====== Selection ======

Professor Raúl Hinojosa-Ojeda presents to his class on Deferred Action for Childhood Arrivals, known as DACA. (Heidy Cadena/Daily Bruin)

By Rupan Bharanidaran

Nov. 14, 2014 7:40 a.m.

His mother and brother were deported to Mexico at different times in past years, and while his mother was able to come back, Francisco Lopez-Flores said he hasn’t seen his brother in six years.

Lopez-Flores, a fourth-year Chicana/o studies student, said he thinks he has been fortunate because he was able to stay in the United States until he was eligible for Deferred Action for Childhood Arrivals, known as DACA. In 2012, the Obama administration implemented DACA to defer the deportations of undocumented individuals brought to the United States as children. The measure also gives those individuals the documentation necessary to get jobs, open bank accounts and obtain driver’s licenses in certain states.

As a DACA recipient, Lopez-Flores found that his wages increased, and he said he wondered if other DACA recipients saw the same effect. Intrigued, he said he went out to try to see if there was anyone doing any research on the subject.

“Nobody was (really) looking at this,” Lopez-Flores recalled.

Last year, Lopez-Flores wrote a paper on the economic impacts of DACA. Using a small sample size of six students, he said he discovered that others were experiencing the same wage increases he was because of DACA.

Raúl Hinojosa-Ojeda, an associate professor of Chicana/o studies, said he liked Lopez-Flores’ paper and asked him to expand it to a larger sample size to get more representative results.

That’s how the DACA Project, which surveys undocumented students to understand the program’s economic benefits, was created.

“(The immigration system) has divided my family, and maybe the work we do here can stop that from happening to other families,” Lopez-Flores said.

====== Source material ======

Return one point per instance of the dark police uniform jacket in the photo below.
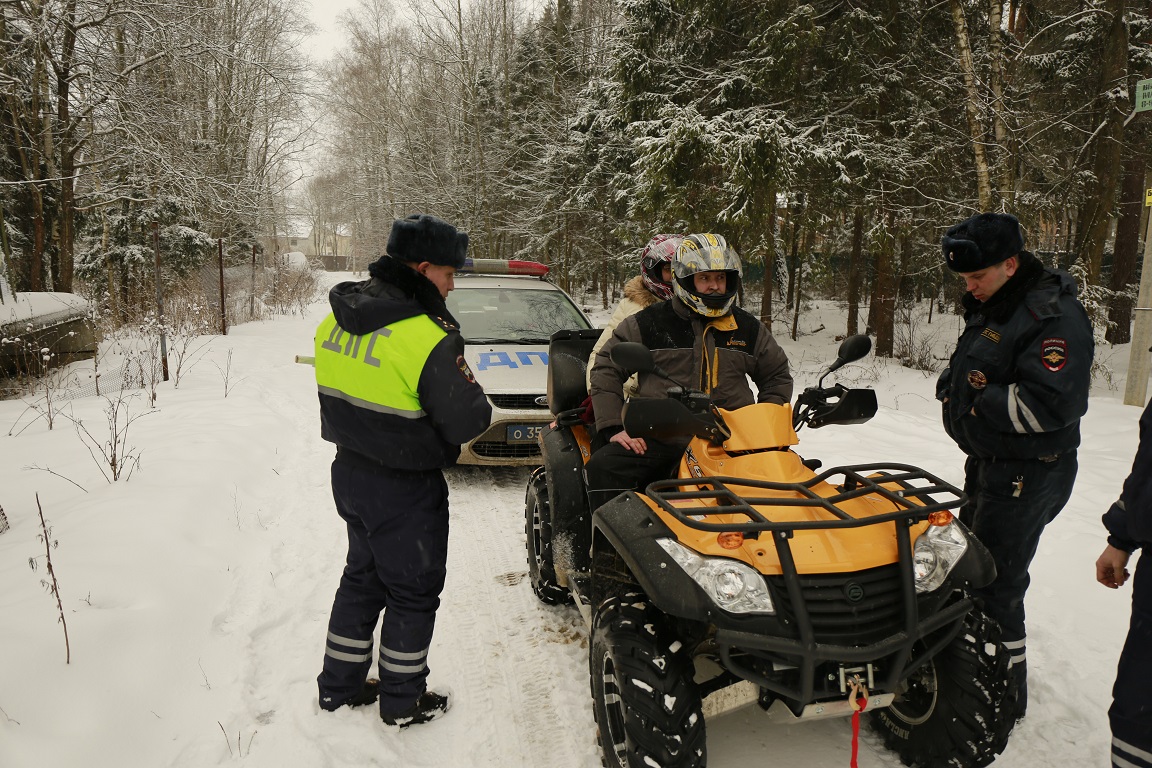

======

### Exercises to complete
**A)** In the DACA article, how many students made up the sample in Lopez-Flores' first paper on the economic impacts of DACA?
**B)** Using the DACA article, state whether each statement agrees with it, and support each answer with a short quotation from the article: (i) DACA was put in place by the Obama administration in 2012. (ii) Lopez-Flores has seen his brother within the past year. (iii) Hinojosa-Ojeda is a full professor of Chicana/o studies.

### Written responses
**A)** Six students.

**B)**
(i) Yes: "In 2012, the Obama administration implemented DACA"
(ii) No: "he hasn’t seen his brother in six years."
(iii) No: "an associate professor of Chicana/o studies"